● AUFGABEN
a – Prüfen Sie, ob die folgenden Aussagen mit dem Text über Steuern für Reiche übereinstimmen, und belegen Sie jede Antwort (ja oder nein) mit einem wörtlichen Zitat: (i) Der Finanzminister lehnt höhere Steuern für Reiche ab. (ii) Die Wirtschaftsweisen empfehlen eine dauerhafte Erhöhung des Spitzensteuersatzes. (iii) Fordern Gewerkschaften höhere Steuern für Reiche, ist der Nachrichtenwert üblicherweise hoch.
b – Schreiben Sie den Text über Steuern für Reiche im Anschluss an seinen letzten Satz weiter.

09. November 2022
Sogar die sogenannten Wirtschaftsweisen – Gralshüter des Neoliberalismus – empfehlen der Bundesregierung höhere Steuern für Reiche. Doch der Finanzminister mauert.
Finanzminister Christian Lindner lehnt höhere Steuern für Reiche weiter ab.
IMAGO / Bernd ElmenthalerWenn die üblichen Verdächtigen wie Gewerkschaften oder Sozialverbände höhere Steuern für Reiche fordern, hält sich der Nachrichtenwert üblicherweise in Grenzen. Doch diese Woche sprach sich eine Institution für eine höhere Steuerlast für Spitzenverdiener aus, von der man dies üblicherweise nicht erwartet: Der Sachverständigenrat zur Begutachtung der gesamtwirtschaftlichen Lage der Bundesregierung, die sogenannten »Wirtschaftsweisen«, empfehlen in ihrem neuen Jahresgutachten die temporäre Erhöhung des Spitzensteuersatzes oder die Einführung eines Energiesolidaritätszuschlags.

● DATENTEIL
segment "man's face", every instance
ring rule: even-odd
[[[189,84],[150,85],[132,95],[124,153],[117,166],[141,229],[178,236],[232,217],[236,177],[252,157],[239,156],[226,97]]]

● LÖSUNGEN
a –
(i) Ja: „Finanzminister Christian Lindner lehnt höhere Steuern für Reiche weiter ab.“
(ii) Nein: „die temporäre Erhöhung des Spitzensteuersatzes“
(iii) Nein: „hält sich der Nachrichtenwert üblicherweise in Grenzen“

b –
Bei SPD und Grünen wäre die Bereitschaft dazu sicher vorhanden – doch die FDP bleibt stur. Finanzminister Lindner pocht auf die Vereinbarung im Koalitionsvertrag, die Steuererhöhungen ausschließt. Doch einige Sozialdemokraten und Grüne wollen deutlich weiter gehen. Erst kürzlich forderten grüne Spitzenpolitiker eine Vermögensabgabe. SPD-Chefin Saskia Esken befürwortet eine solche Abgabe ebenfalls, und der Debattenkonvent der SPD – eigentlich schon fast ein kleiner Parteitag – zog mit. Kanzler Scholz und Vizekanzler Habeck halten sich bedeckt. Einzig Finanzminister Lindner bleibt seiner Rolle als Bodyguard der Reichen treu: Schutz für Vermögende und Spitzenverdiener hat für ihn oberste Priorität.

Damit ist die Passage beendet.